**Work item:**
An exact copy is needed of each line from the one including "firework burst, find" through the last line of the entries, both ends counted, with nothing added.

**Provided data:**
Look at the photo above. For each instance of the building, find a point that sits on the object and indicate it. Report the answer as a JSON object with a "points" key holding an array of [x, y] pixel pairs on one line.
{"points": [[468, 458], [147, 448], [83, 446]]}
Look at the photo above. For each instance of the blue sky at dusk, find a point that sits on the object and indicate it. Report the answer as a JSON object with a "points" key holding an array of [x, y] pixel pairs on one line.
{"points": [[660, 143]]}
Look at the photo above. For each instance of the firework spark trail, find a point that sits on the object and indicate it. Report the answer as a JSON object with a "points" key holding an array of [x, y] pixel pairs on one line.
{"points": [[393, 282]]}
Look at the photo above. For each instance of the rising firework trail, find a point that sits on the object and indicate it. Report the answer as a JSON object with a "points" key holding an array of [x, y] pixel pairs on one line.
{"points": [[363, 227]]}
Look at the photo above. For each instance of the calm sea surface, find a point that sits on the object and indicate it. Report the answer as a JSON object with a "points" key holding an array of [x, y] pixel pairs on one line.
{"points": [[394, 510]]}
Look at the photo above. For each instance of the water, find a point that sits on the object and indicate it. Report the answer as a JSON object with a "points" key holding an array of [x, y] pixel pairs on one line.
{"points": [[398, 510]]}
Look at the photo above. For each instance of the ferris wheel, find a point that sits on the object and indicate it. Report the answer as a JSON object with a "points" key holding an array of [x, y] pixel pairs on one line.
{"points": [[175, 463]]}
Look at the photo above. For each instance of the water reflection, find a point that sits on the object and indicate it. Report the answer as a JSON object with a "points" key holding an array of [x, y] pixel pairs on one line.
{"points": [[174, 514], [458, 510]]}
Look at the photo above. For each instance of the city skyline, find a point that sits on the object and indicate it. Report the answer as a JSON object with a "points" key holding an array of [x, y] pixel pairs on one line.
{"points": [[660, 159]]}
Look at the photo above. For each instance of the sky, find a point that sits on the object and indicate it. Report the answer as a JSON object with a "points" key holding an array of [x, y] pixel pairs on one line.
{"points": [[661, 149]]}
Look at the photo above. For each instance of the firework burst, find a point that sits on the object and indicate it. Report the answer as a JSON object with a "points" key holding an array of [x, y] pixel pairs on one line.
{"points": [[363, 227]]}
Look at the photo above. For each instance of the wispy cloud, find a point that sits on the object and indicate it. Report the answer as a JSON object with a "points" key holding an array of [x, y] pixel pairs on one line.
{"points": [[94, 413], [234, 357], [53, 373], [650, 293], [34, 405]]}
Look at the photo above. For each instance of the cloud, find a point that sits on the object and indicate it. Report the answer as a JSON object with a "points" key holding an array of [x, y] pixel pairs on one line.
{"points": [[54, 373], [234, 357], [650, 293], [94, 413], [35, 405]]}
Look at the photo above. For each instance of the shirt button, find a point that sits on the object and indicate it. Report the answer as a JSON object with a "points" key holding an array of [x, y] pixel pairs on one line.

**Task answer:**
Look at the photo above. For each instance of the firework burst, find a point that sits on the object and indicate it. Report the answer as a JSON object with a "points" key holding an array of [x, y] pixel pairs on one line.
{"points": [[363, 227]]}
Look at the photo above. For each instance of the wispy cloud, find a point that sits on the object and indicate it. Report the answer as a JSON object with a "points" key holding an array of [x, y] pixel pairs on one line.
{"points": [[94, 413], [234, 357], [53, 373], [650, 293], [34, 405]]}
Look at the photo above. For each instance of the cloud, find a point that sits on the object and indicate it. Report the answer as a JSON object with a "points" key holding an array of [x, y] pixel pairs on one line.
{"points": [[54, 373], [234, 357], [650, 293], [94, 413], [35, 405]]}
Look at the photo above. For each instance of the shirt button, find a point that sits on the object and indicate it. Report the answer as a JSON object with a "points" key holding an array of [x, y] pixel pairs on one line.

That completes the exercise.